Repeat every record below exactly, leaving out the pictures.

*** Opening of Entries provided ***

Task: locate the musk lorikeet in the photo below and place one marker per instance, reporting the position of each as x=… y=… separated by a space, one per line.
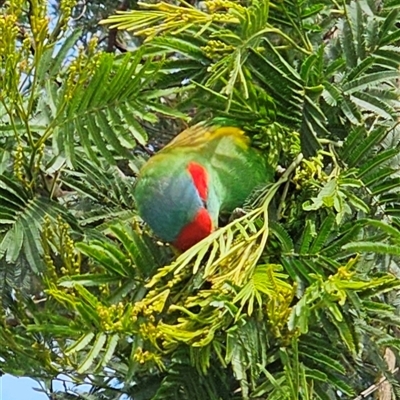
x=201 y=173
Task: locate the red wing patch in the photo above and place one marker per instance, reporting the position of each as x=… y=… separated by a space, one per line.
x=195 y=231
x=200 y=179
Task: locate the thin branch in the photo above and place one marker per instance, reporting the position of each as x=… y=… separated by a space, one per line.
x=113 y=43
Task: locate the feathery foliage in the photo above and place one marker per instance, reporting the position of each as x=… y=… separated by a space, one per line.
x=296 y=299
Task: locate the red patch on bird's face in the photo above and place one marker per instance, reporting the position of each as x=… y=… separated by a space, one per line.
x=195 y=231
x=200 y=179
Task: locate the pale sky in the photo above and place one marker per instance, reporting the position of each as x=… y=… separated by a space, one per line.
x=12 y=388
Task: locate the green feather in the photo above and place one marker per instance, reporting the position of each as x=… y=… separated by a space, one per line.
x=235 y=169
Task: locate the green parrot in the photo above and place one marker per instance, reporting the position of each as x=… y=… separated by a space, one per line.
x=203 y=172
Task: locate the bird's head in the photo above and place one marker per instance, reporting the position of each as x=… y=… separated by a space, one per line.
x=173 y=201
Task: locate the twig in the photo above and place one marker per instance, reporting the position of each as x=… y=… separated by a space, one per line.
x=373 y=388
x=112 y=36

*** Close of Entries provided ***

__Reply to the task__
Task: locate the musk lorikeet in the photo below and place one marker per instance, reporting the position of each as x=… y=… separated by a space, one per line.
x=201 y=173
Task: locate the red wing patch in the photo above and place one marker per instance, reporting the position of each as x=… y=… separated by a space, one per line.
x=195 y=231
x=200 y=179
Task: locate the thin branch in the photo above and place one marker per instance, reporting the position of each as x=… y=… separated by a space, one per line.
x=113 y=43
Task: locate the feathery foliage in the photo above and place one marker per instance, reporting the position of each as x=… y=… separated by a space, one per line.
x=296 y=299
Task: locate the red patch on bird's face in the photo above and place one marker per instance, reporting the position of each as x=… y=… separated by a space, one per line.
x=195 y=231
x=200 y=179
Task: locate the pale sky in the photo above and place one marker per instance, reporting the position of each as x=… y=… separated by a space, one per line.
x=12 y=388
Task: locate the green feather in the photo above and place one marker per instance, reporting the position of each as x=… y=… separated by a space, one per line.
x=235 y=169
Task: locate the green parrot in the photo above and place one marker per instance, reporting the position of each as x=… y=… separated by a space, one per line.
x=203 y=172
Task: locate the bird's head in the photo above and place one marker per instance, reporting the position of each as x=… y=… separated by a space, one per line.
x=173 y=201
Task: locate the twig in the photo above and place one marker per instance, reporting the position of each as x=… y=… separated by a space, one per line.
x=373 y=388
x=112 y=36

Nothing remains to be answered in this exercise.